_Written tasks_
1. From the passage on the king's wedding feast, reproduce the text from "And then it" to "and cast out?".
2. Summarize the passage on the king's wedding feast in two sentences.

_Selected passage_
* * *
Somehow this doesn’t seem like a fun time. I imagine them sitting at the tablet all petrified and anxious. I doubt they were dancing and enjoying their food—more like choking it down tight throats, ready to see blood spill across the roast of lamb when the king is somehow slighted.

And then it Happens

The king spots someone without a wedding robe!

I wonder how anyone would have dressed properly in the midst of the burning carnage. But the king centers his sights on this one, makes him the sacrificial, speechless victim, tells the servants to prepare him like a lamb for slaughter and throw him into the outer darkness. The king says, “many are called but few are chosen." Just the one is chosen here? Bound and gagged and cast out?
* * *
_Supplied data_
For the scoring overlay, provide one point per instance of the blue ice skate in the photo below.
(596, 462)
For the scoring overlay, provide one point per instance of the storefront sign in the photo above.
* * *
_Exercise solutions_
1.
And then it Happens

The king spots someone without a wedding robe!

I wonder how anyone would have dressed properly in the midst of the burning carnage. But the king centers his sights on this one, makes him the sacrificial, speechless victim, tells the servants to prepare him like a lamb for slaughter and throw him into the outer darkness. The king says, “many are called but few are chosen." Just the one is chosen here? Bound and gagged and cast out?

2. The writer imagines the guests at the king's feast as petrified and anxious, forcing their food down and waiting for blood to spill if the king feels slighted. When the king spots a man without a wedding robe and has his servants throw him into the outer darkness, the writer asks how anyone could have dressed properly amid the carnage and whether only this one man is chosen.